Point localization data:
◆ ◆ ◆ ◆
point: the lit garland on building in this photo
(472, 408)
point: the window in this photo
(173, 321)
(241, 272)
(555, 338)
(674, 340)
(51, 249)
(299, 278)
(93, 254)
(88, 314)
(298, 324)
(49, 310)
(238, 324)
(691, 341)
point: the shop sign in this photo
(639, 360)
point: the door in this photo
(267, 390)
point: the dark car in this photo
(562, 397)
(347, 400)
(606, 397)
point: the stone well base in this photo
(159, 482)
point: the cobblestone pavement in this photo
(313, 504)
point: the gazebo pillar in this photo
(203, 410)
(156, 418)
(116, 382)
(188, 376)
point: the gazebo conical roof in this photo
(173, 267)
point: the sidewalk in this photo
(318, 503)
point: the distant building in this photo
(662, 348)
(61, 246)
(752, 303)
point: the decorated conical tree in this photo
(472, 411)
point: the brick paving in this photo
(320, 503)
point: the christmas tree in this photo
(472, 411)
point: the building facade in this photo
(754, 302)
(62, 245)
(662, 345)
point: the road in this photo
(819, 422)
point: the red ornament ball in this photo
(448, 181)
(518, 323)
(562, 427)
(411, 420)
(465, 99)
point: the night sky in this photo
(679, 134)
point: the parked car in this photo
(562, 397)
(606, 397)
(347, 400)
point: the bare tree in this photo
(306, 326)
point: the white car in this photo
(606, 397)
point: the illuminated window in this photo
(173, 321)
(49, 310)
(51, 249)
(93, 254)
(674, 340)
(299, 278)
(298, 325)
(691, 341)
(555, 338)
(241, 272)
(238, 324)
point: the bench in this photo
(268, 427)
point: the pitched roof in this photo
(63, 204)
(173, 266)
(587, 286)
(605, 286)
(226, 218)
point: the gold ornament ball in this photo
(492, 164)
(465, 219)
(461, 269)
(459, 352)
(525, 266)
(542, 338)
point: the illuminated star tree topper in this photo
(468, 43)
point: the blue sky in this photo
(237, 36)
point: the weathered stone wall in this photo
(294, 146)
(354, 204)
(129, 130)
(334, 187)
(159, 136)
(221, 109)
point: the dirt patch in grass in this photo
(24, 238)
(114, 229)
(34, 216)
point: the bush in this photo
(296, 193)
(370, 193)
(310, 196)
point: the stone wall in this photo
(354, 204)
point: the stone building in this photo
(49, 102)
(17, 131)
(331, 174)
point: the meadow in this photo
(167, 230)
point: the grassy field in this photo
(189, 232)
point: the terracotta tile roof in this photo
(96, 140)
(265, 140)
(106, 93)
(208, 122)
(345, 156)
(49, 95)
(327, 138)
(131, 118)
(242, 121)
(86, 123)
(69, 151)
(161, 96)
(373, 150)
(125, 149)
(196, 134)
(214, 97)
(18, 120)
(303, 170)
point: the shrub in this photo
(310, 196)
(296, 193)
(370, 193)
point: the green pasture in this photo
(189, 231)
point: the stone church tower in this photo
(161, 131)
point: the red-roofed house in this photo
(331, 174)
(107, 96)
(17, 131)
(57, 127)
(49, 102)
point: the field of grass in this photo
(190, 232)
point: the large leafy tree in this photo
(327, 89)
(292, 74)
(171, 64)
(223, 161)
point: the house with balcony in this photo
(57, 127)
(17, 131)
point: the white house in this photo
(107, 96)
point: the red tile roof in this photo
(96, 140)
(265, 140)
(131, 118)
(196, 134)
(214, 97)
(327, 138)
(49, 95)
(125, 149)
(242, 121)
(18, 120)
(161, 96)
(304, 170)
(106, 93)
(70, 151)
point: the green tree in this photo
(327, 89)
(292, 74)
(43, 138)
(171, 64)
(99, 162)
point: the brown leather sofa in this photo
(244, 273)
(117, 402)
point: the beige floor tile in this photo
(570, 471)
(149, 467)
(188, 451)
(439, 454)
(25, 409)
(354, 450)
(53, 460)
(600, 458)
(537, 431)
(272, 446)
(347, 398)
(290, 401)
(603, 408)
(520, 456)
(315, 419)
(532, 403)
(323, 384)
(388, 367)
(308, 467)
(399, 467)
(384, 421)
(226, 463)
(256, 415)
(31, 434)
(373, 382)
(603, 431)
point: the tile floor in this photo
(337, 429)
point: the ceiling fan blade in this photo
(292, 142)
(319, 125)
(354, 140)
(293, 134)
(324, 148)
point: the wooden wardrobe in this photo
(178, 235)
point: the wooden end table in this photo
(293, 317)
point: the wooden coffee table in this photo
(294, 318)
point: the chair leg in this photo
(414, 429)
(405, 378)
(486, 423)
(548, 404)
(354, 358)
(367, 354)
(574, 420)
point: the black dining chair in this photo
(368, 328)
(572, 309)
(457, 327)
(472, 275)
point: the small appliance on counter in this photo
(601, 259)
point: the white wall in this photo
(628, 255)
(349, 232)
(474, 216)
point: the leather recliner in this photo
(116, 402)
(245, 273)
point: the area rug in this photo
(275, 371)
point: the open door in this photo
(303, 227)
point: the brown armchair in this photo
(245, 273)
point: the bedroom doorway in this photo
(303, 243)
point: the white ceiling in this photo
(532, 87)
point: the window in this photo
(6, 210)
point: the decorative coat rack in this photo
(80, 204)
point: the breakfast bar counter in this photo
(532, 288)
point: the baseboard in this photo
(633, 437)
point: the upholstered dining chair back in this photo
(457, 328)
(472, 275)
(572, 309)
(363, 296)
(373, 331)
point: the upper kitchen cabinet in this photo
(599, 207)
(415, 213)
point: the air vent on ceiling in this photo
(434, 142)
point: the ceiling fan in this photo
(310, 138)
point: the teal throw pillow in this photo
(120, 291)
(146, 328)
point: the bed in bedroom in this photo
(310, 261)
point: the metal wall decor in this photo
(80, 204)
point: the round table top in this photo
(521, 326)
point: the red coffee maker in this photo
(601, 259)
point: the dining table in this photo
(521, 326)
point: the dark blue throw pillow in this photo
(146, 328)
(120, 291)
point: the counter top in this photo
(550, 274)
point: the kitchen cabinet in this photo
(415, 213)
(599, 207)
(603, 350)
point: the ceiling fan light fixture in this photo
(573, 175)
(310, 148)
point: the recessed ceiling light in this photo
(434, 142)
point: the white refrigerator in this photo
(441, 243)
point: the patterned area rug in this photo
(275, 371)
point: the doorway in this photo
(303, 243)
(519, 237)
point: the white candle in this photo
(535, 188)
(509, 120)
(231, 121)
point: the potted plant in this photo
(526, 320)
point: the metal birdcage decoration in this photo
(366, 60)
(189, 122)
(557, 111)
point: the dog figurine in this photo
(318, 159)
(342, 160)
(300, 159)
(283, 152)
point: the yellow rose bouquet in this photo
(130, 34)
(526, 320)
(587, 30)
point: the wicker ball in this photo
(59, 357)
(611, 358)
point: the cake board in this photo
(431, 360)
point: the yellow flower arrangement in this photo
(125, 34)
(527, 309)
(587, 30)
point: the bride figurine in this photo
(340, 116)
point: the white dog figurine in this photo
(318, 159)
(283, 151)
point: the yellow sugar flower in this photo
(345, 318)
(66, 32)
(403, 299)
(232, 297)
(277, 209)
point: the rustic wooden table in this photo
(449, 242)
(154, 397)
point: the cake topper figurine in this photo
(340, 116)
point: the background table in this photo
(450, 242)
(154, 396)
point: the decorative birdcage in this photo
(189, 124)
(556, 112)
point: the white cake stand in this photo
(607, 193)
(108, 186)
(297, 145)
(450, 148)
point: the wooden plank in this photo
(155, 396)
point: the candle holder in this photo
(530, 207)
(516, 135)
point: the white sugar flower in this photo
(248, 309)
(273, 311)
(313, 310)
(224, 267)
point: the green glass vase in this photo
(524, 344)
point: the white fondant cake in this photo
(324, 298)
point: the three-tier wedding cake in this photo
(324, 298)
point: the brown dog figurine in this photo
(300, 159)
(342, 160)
◆ ◆ ◆ ◆
*Instructions for the task*
Your job is to give the data above again exactly, in full.

*Solved exercise*
point: the lit garland on building in this photo
(472, 408)
point: the window in this photo
(173, 321)
(241, 272)
(555, 338)
(674, 340)
(51, 249)
(299, 278)
(93, 254)
(88, 314)
(298, 324)
(49, 310)
(238, 324)
(691, 341)
point: the shop sign in this photo
(639, 360)
point: the door in this photo
(267, 390)
point: the dark car in this photo
(562, 397)
(347, 400)
(606, 397)
point: the stone well base in this photo
(159, 482)
point: the cobblestone pavement in this photo
(313, 504)
point: the gazebo pillar in this photo
(203, 410)
(156, 418)
(116, 382)
(188, 376)
point: the gazebo conical roof in this photo
(173, 267)
point: the sidewalk in this photo
(318, 503)
point: the distant building in this photo
(662, 348)
(61, 246)
(752, 303)
point: the decorated conical tree in this photo
(472, 411)
point: the brick paving in this photo
(320, 503)
point: the christmas tree in this photo
(472, 411)
point: the building facade in this photo
(754, 302)
(62, 245)
(662, 345)
point: the road in this photo
(819, 422)
point: the red ornament ball in this photo
(448, 181)
(518, 323)
(562, 427)
(411, 420)
(465, 99)
point: the night sky in this photo
(679, 134)
point: the parked car in this photo
(562, 397)
(606, 397)
(347, 400)
point: the bare tree in this photo
(306, 326)
point: the white car in this photo
(606, 397)
point: the illuminated window in this photo
(173, 321)
(49, 310)
(51, 249)
(93, 254)
(674, 340)
(299, 278)
(298, 325)
(691, 341)
(555, 338)
(241, 272)
(238, 324)
point: the bench in this photo
(268, 427)
point: the pitched roof in this photo
(63, 204)
(173, 266)
(587, 286)
(605, 286)
(226, 218)
point: the gold ornament ball in this photo
(492, 164)
(465, 219)
(461, 269)
(459, 352)
(525, 266)
(542, 338)
point: the illuminated star tree topper in this photo
(468, 43)
point: the blue sky in this photo
(237, 36)
point: the weathered stone wall in this photo
(294, 146)
(354, 204)
(129, 130)
(334, 187)
(159, 136)
(221, 109)
point: the dirt patch in grass in this photo
(24, 238)
(114, 229)
(34, 216)
point: the bush in this photo
(296, 193)
(370, 193)
(310, 196)
point: the stone wall in this photo
(354, 204)
point: the stone building in this photo
(49, 102)
(17, 131)
(331, 174)
point: the meadow in this photo
(167, 230)
point: the grassy field in this photo
(189, 232)
point: the terracotta tile roof in this photo
(96, 140)
(265, 140)
(106, 93)
(208, 122)
(345, 156)
(49, 95)
(327, 138)
(131, 118)
(242, 121)
(86, 123)
(69, 151)
(161, 96)
(373, 150)
(125, 149)
(196, 134)
(214, 97)
(18, 120)
(303, 170)
point: the shrub in this photo
(310, 196)
(296, 193)
(370, 193)
point: the green pasture in this photo
(189, 231)
point: the stone church tower in this photo
(161, 131)
point: the red-roofed house in this photo
(331, 174)
(107, 96)
(17, 131)
(57, 127)
(49, 102)
point: the field of grass in this photo
(190, 232)
point: the large leafy tree in this photo
(327, 89)
(292, 74)
(171, 64)
(223, 161)
point: the house with balcony in this photo
(57, 127)
(17, 131)
point: the white house in this photo
(107, 96)
point: the red tile roof in this photo
(96, 140)
(265, 140)
(131, 118)
(196, 134)
(214, 97)
(327, 138)
(49, 95)
(125, 149)
(242, 121)
(18, 120)
(161, 96)
(304, 170)
(106, 93)
(70, 151)
point: the green tree in this photo
(327, 89)
(292, 74)
(43, 138)
(171, 64)
(99, 162)
point: the brown leather sofa in this photo
(244, 273)
(117, 402)
point: the beige floor tile in this photo
(570, 471)
(149, 467)
(188, 451)
(439, 454)
(25, 409)
(354, 450)
(53, 460)
(600, 458)
(537, 431)
(272, 446)
(347, 398)
(290, 401)
(603, 408)
(520, 456)
(315, 419)
(532, 403)
(323, 384)
(388, 367)
(308, 467)
(399, 467)
(384, 421)
(226, 463)
(256, 415)
(31, 434)
(373, 382)
(603, 431)
point: the tile floor in this photo
(337, 429)
point: the ceiling fan blade in this photo
(292, 142)
(319, 125)
(354, 140)
(293, 134)
(324, 148)
point: the wooden wardrobe in this photo
(178, 235)
point: the wooden end table in this photo
(293, 317)
point: the wooden coffee table in this photo
(294, 318)
point: the chair leg in this photo
(414, 429)
(405, 378)
(486, 423)
(548, 404)
(354, 358)
(367, 354)
(574, 420)
point: the black dining chair in this photo
(368, 328)
(572, 309)
(457, 327)
(472, 275)
point: the small appliance on counter in this photo
(601, 259)
point: the white wall in this photo
(628, 255)
(349, 232)
(474, 216)
point: the leather recliner in this photo
(116, 402)
(245, 273)
point: the area rug in this photo
(275, 371)
point: the open door in this photo
(303, 227)
point: the brown armchair in this photo
(245, 273)
point: the bedroom doorway in this photo
(303, 243)
point: the white ceiling in this photo
(532, 87)
point: the window in this photo
(6, 210)
point: the decorative coat rack in this photo
(80, 204)
point: the breakfast bar counter in this photo
(532, 288)
point: the baseboard in this photo
(633, 437)
point: the upholstered dining chair back in this photo
(457, 328)
(472, 275)
(572, 309)
(363, 296)
(373, 331)
point: the upper kitchen cabinet in this photo
(599, 207)
(415, 213)
point: the air vent on ceiling in this photo
(434, 142)
point: the ceiling fan in this photo
(310, 138)
point: the teal throw pillow in this photo
(120, 291)
(146, 328)
point: the bed in bedroom in this photo
(310, 261)
point: the metal wall decor in this photo
(80, 204)
point: the round table top in this photo
(521, 326)
point: the red coffee maker in this photo
(601, 259)
point: the dining table in this photo
(521, 326)
point: the dark blue throw pillow in this photo
(146, 328)
(120, 291)
point: the counter top in this photo
(550, 274)
point: the kitchen cabinet in this photo
(415, 213)
(599, 207)
(603, 350)
point: the ceiling fan light fixture in this photo
(573, 175)
(310, 148)
point: the recessed ceiling light in this photo
(434, 142)
point: the white refrigerator in this photo
(441, 243)
point: the patterned area rug in this photo
(275, 371)
point: the doorway in this photo
(303, 243)
(519, 237)
point: the white candle in this photo
(535, 188)
(509, 120)
(231, 121)
point: the potted plant in this photo
(526, 320)
point: the metal birdcage decoration in this photo
(366, 60)
(189, 122)
(557, 111)
point: the dog figurine in this photo
(318, 159)
(342, 160)
(300, 159)
(283, 152)
point: the yellow rose bouquet in this photo
(130, 34)
(526, 320)
(587, 30)
point: the wicker ball in this photo
(59, 357)
(611, 358)
point: the cake board in this photo
(431, 360)
point: the yellow flower arrangement in this photo
(125, 34)
(527, 309)
(587, 30)
point: the bride figurine in this photo
(340, 116)
point: the white dog figurine in this photo
(318, 159)
(283, 151)
point: the yellow sugar flower in this photo
(345, 318)
(66, 32)
(403, 299)
(232, 297)
(277, 209)
point: the rustic wooden table in this photo
(449, 242)
(154, 397)
point: the cake topper figurine in this photo
(340, 116)
point: the background table in this photo
(450, 242)
(154, 396)
point: the decorative birdcage in this photo
(189, 124)
(556, 112)
point: the white cake stand in this photo
(607, 193)
(108, 186)
(297, 145)
(450, 148)
point: the wooden plank in this photo
(155, 396)
point: the candle holder in this photo
(530, 207)
(516, 135)
point: the white sugar flower in this photo
(248, 309)
(273, 311)
(313, 310)
(224, 267)
point: the green glass vase in this photo
(524, 344)
point: the white fondant cake in this photo
(324, 298)
point: the three-tier wedding cake in this photo
(324, 298)
point: the brown dog figurine in this photo
(300, 159)
(342, 160)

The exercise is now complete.